Kondisi Jalan Cupu Rancamanyar, Kamis, 31 Juli 2025 (Sumber: Dokumentasi Penulis | Foto: Dias Ashari)

Ayo Netizen

Solusi Kemacetan, Batasi Konsumtif Kendaraan Roda Dua atau Pelebaran Jalan Raya?

Kamis 31 Jul 2025, 14:25 WIB

Jauh sebelum kota Bandung mendapat predikat sebagai kota termacet nomor 1 di Indonesia. Rancamanyar-Cibaduyut sudah mengalami permasalahan pelik ini sejak lama.

Akses jalan yang kecil, hilir-mudik masyarakat yang memiliki aktivitas atau pekerjaan di luar kabupaten bandung hingga peningkatan penggunaan kendaraan roda dua.

Sepanjang ingatan penulis sekitar tahun 2010, sepanjang jalan Cibaduyut-Rancamanyar selalu mengalami perbaikan jalan menjelang ramadhan hingga lebaran. Kondisi jalan yang kerap kali rusak dan berlubang karena genangan air hujan menjadi salah satu penyebab kemacetan.

Dulu kondisi jalan berada di bawah bangunan dan toko-toko yang berjejer sepanjang jalan. Namun karena seringnya mendapat perbaikan, hari ini jalan sudah rata tingginya dengan toko-toko tersebut.

Kemacetan tak terhindarkan karena seringkali akses buka- tutup membuat masyarakat semakin tidak sabar untuk melintasi jalan yang sedang diperbaiki. Beberapa kendaraan ada yang memilih trabas akses jalan yang belum sepenuhnya kering dan masih tertutup plastik atau triplek.

Belum lagi kondisi ramadhan yang sudah menjadi tradisi bagi masyarakat keluar di jam rawan untuk war takjil atau hanya sekedar jalan-jalan. Karyawan pabrik pun ikut serta meramaikan situasi jalanan karena saatnya jam pulang menuju rumah.

Bisa dibayangkan bagaimana kondisi haus, lapar, panasnya knalpot kendaraan serta pergumulan orang tak sabar yang ingin segera sampai tujuan. Menghela napas untuk meredam amarah tidak keluar dari jalannya.

Menjadi ciri khas tersendiri selain stigma tentang banjir, kawasan Cibaduyut - Rancamanyar adalah zona merah kemacetan. Kemacetan pun biasanya bisa terurai jika sudah melewati waktu shalat tarawih.

Meski demikian kawasan Cibaduyut-Rancamanyar tidak pernah kehilangan peminatnya bagi mereka yang memilih pindah dari kota untuk mendapatkan harga perumahan yang sangat murah.

+ + + + +

**Rumusan Soal:** Ketik ulang bagian kutipan tentang kemacetan Cibaduyut-Rancamanyar dari "Kamis 31 Jul" sampai "ini sejak lama." tanpa mengubah satu huruf pun. Baris-baris berikut sama sekali tidak diperlukan di sini.

+ + + + +

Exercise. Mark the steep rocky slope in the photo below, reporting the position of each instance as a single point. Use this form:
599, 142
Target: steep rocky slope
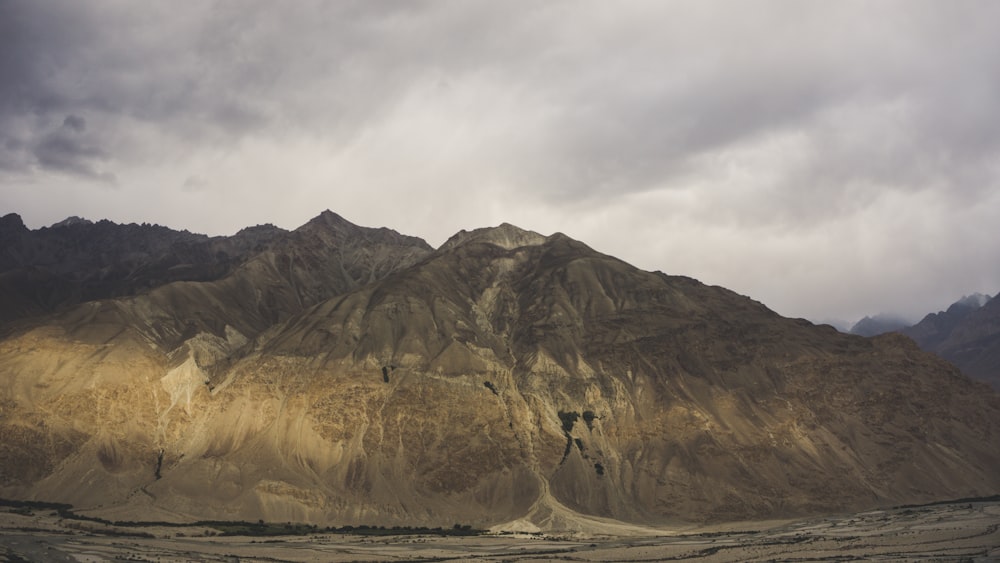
76, 260
351, 375
967, 334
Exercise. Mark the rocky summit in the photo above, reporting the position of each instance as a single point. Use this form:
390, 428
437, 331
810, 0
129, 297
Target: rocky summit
337, 374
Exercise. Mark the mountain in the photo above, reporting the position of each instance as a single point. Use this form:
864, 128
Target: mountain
346, 375
967, 334
77, 260
879, 324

+ + + + +

**Hasil:**
Kamis 31 Jul 2025, 14:25 WIB

Jauh sebelum kota Bandung mendapat predikat sebagai kota termacet nomor 1 di Indonesia. Rancamanyar-Cibaduyut sudah mengalami permasalahan pelik ini sejak lama.